● **DO ZROBIENIA**
Powtórz bez żadnych zmian wiersze od pierwszego do wiersza z "[413,248,458,367]", oba włącznie. Nie podawaj żadnych innych wierszy.

──────── DANE WEJŚCIOWE ────────

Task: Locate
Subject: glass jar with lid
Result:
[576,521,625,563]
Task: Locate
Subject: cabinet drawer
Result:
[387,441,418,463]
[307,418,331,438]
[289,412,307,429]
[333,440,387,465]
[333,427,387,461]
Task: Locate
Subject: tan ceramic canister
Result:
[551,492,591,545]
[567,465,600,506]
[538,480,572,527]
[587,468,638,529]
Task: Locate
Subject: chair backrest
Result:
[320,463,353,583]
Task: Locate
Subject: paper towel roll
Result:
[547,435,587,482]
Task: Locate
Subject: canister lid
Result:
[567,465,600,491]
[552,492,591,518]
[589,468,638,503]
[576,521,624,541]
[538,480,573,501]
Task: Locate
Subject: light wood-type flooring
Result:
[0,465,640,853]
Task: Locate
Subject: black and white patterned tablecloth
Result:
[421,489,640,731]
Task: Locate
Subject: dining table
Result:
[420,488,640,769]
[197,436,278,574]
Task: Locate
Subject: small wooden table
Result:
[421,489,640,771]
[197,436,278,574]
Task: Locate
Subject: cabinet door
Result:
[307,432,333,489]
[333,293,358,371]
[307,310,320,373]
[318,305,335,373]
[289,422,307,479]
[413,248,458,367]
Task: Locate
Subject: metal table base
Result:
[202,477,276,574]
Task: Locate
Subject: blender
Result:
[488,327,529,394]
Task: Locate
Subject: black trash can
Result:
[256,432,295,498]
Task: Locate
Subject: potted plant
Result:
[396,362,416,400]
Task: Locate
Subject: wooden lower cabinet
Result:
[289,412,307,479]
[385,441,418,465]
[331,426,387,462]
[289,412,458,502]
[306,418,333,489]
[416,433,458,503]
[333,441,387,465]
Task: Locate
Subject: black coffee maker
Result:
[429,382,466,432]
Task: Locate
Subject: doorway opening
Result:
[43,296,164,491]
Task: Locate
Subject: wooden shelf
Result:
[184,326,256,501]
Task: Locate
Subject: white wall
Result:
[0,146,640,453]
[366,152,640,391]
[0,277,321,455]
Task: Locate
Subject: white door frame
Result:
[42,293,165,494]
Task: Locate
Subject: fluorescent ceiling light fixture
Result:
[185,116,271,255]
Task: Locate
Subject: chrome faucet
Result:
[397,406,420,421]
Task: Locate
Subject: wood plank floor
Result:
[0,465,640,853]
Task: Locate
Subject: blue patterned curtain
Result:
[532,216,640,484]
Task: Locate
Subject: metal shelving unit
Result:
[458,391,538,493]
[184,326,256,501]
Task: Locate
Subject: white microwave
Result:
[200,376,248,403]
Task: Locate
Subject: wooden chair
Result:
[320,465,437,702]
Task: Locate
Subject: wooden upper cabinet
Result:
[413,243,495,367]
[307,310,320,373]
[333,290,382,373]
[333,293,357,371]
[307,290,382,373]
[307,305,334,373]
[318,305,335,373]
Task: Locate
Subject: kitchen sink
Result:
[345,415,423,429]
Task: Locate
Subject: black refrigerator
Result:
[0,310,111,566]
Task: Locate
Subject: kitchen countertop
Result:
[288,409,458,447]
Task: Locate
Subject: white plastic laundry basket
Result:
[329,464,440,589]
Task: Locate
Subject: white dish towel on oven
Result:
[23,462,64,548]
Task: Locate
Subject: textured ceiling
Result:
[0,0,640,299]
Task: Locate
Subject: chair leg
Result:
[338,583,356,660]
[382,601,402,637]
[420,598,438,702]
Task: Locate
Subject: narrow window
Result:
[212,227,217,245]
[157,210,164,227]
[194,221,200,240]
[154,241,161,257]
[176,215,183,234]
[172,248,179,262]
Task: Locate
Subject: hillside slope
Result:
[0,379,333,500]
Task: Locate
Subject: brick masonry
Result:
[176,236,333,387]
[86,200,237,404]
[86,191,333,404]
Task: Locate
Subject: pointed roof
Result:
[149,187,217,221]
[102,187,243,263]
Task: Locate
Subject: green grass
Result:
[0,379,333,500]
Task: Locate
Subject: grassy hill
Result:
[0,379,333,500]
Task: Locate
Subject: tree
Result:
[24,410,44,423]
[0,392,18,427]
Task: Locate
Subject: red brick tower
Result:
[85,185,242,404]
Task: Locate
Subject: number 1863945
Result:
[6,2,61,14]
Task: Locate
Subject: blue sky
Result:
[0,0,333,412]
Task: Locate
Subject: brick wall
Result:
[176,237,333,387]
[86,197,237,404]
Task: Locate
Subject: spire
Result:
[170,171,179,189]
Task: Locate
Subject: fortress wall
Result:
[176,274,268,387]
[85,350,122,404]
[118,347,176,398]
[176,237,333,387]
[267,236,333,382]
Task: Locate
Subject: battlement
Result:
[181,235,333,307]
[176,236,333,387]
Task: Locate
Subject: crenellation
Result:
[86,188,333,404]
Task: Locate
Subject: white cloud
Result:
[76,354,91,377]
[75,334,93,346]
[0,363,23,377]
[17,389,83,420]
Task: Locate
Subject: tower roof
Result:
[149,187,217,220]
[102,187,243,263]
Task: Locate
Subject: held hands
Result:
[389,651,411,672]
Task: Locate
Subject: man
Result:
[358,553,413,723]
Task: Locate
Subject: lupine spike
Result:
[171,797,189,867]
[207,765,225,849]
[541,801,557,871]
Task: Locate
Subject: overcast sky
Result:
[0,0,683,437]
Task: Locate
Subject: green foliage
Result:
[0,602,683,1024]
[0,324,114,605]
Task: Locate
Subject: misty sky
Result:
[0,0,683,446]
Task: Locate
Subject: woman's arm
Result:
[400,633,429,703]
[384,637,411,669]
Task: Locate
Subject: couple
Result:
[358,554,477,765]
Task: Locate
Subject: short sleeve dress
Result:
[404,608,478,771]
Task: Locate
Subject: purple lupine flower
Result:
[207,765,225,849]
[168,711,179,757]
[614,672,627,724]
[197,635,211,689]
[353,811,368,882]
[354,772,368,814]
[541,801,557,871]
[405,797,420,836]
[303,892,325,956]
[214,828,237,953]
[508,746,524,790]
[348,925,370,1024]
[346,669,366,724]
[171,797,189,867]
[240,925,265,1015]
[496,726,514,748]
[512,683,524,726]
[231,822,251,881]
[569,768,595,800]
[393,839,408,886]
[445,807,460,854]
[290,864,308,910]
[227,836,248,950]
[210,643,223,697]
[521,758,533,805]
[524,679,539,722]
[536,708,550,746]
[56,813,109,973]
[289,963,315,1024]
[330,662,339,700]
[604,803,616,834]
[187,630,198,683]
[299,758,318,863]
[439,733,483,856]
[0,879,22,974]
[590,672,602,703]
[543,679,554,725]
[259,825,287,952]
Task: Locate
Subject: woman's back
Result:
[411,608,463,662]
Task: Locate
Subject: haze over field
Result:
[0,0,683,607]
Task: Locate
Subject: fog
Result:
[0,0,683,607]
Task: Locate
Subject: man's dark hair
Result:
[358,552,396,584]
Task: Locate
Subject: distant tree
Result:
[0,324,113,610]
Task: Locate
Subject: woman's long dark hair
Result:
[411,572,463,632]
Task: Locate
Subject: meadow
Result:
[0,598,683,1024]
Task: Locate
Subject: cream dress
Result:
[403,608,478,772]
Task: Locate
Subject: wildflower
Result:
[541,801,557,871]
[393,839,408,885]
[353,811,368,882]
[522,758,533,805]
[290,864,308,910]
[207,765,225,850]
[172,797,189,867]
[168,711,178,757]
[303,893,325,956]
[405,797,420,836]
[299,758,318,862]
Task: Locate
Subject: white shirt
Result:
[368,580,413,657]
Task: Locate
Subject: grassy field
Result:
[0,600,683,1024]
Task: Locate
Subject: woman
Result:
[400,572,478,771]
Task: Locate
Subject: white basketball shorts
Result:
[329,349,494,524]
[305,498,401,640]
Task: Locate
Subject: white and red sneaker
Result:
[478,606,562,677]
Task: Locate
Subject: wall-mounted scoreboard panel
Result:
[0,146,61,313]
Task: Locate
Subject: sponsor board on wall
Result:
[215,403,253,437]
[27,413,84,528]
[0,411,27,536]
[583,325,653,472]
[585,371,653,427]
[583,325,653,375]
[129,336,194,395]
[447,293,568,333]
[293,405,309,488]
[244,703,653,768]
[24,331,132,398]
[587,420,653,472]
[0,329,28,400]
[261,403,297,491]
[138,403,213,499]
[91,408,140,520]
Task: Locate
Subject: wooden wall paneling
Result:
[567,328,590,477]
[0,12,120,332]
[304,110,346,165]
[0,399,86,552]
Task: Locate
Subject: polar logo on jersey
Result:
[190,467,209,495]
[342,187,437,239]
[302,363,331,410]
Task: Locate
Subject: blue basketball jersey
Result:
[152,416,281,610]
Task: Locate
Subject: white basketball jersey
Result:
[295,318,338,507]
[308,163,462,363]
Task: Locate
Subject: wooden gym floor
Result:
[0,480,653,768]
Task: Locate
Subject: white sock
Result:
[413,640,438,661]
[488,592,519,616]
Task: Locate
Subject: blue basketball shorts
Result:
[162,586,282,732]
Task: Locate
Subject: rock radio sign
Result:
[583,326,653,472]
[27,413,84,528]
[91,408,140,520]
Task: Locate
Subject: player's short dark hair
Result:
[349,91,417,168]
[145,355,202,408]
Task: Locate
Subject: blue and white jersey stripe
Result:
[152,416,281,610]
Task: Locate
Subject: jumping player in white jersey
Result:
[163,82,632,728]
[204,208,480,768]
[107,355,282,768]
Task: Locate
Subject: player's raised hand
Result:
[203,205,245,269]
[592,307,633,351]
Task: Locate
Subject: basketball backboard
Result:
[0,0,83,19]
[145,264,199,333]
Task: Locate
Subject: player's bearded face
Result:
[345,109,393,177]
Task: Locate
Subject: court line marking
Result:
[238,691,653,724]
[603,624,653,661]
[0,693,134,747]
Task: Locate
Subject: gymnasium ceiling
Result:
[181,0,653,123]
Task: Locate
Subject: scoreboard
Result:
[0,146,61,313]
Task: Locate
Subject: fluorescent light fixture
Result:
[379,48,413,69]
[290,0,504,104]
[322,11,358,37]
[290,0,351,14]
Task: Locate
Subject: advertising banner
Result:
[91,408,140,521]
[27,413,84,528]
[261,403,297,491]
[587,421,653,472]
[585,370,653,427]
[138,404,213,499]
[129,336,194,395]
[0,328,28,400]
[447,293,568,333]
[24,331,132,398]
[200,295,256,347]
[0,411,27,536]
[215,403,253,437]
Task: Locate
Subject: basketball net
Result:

────────

● **GOTOWA ODPOWIEDŹ**
Task: Locate
Subject: glass jar with lid
Result:
[576,521,625,563]
Task: Locate
Subject: cabinet drawer
Result:
[387,441,418,463]
[307,418,331,438]
[289,412,307,429]
[333,440,387,465]
[333,427,387,461]
Task: Locate
Subject: tan ceramic canister
Result:
[551,492,591,545]
[567,465,600,506]
[538,480,572,527]
[587,468,638,529]
Task: Locate
Subject: chair backrest
Result:
[320,463,353,583]
Task: Locate
Subject: paper towel roll
Result:
[547,435,587,482]
Task: Locate
Subject: canister lid
Result:
[567,465,600,491]
[552,492,591,518]
[589,468,638,503]
[576,521,624,541]
[538,480,573,501]
Task: Locate
Subject: light wood-type flooring
Result:
[0,465,640,853]
Task: Locate
Subject: black and white patterned tablecloth
Result:
[421,489,640,731]
Task: Locate
Subject: dining table
Result:
[420,488,640,769]
[197,436,278,574]
Task: Locate
Subject: small wooden table
Result:
[421,489,640,771]
[197,436,278,574]
Task: Locate
Subject: cabinet door
Result:
[307,432,333,489]
[333,293,358,371]
[307,310,320,373]
[318,305,335,373]
[289,422,307,479]
[413,248,458,367]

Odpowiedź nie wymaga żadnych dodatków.